**Your goal:**
An exact copy of all the entries below is what this task needs.

**Record extracts:**

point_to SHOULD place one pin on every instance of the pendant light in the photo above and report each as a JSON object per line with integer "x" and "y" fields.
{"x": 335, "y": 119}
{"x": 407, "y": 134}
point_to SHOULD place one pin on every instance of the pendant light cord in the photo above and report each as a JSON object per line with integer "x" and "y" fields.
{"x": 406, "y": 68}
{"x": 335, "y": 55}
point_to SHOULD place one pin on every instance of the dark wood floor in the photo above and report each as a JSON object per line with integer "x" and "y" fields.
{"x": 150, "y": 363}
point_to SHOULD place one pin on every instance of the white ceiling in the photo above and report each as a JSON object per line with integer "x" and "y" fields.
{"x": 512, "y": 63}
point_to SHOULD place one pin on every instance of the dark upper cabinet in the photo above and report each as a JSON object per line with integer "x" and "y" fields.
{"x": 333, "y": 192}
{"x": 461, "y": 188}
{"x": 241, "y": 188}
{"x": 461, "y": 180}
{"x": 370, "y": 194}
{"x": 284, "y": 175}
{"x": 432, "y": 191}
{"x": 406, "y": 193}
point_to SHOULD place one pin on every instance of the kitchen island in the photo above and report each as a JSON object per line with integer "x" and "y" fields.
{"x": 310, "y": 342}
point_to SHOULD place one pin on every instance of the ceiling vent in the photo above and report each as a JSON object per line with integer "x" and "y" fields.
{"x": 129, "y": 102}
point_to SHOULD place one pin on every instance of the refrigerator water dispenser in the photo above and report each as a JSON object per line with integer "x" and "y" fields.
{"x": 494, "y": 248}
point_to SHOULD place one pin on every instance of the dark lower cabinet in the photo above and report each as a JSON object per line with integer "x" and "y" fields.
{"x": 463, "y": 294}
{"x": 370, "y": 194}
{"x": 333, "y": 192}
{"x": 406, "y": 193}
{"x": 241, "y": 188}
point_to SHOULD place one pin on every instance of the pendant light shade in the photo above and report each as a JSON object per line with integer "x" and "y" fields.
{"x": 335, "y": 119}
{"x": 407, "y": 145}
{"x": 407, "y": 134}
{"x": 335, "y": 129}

**Answer below:**
point_to SHOULD place one pin on every instance of the pendant light in the photo above and report each as a JSON object per line with integer "x" and "y" fields.
{"x": 335, "y": 119}
{"x": 407, "y": 134}
point_to SHOULD place one pin on every instance of the pendant light cord in the photo above and report each as a JSON object per line with integer "x" and "y" fields.
{"x": 406, "y": 68}
{"x": 335, "y": 55}
point_to SHOULD place one pin on every instance of the dark wood floor in the photo above and report each as a JSON object per line with integer "x" and "y" fields.
{"x": 150, "y": 363}
point_to SHOULD place one pin on every instance of the white ceiling in the photo above and report each as a JSON object per line with integer "x" and "y" fields.
{"x": 512, "y": 63}
point_to SHOULD place one pin on every instance of the dark upper cabinet in the photo above and report each as a JSON object per line with integer "x" and "y" fields.
{"x": 333, "y": 192}
{"x": 461, "y": 188}
{"x": 241, "y": 188}
{"x": 461, "y": 180}
{"x": 370, "y": 194}
{"x": 284, "y": 175}
{"x": 432, "y": 191}
{"x": 406, "y": 193}
point_to SHOULD place one pin on every instance of the kitchen island in the photo above and report each as a JSON object per line with integer "x" and "y" fields.
{"x": 310, "y": 342}
point_to SHOULD place one pin on every instance of the ceiling vent in the photo above and report each as a JSON object per line with integer "x" and "y" fields.
{"x": 129, "y": 102}
point_to SHOULD place one pin on every instance of the refrigerator water dispenser in the photo above and report each as a JSON object per line with integer "x" and "y" fields.
{"x": 494, "y": 248}
point_to SHOULD place one pin on every instance of the dark lower cabinet in the photo above and report each as a JSON object per line with integer "x" and "y" fields.
{"x": 463, "y": 294}
{"x": 370, "y": 194}
{"x": 333, "y": 192}
{"x": 406, "y": 193}
{"x": 241, "y": 188}
point_to SHOULD place one pin on every instance of the pendant light shade in the photo above and report each as a JSON object per line with integer "x" and "y" fields.
{"x": 335, "y": 119}
{"x": 407, "y": 145}
{"x": 407, "y": 134}
{"x": 335, "y": 129}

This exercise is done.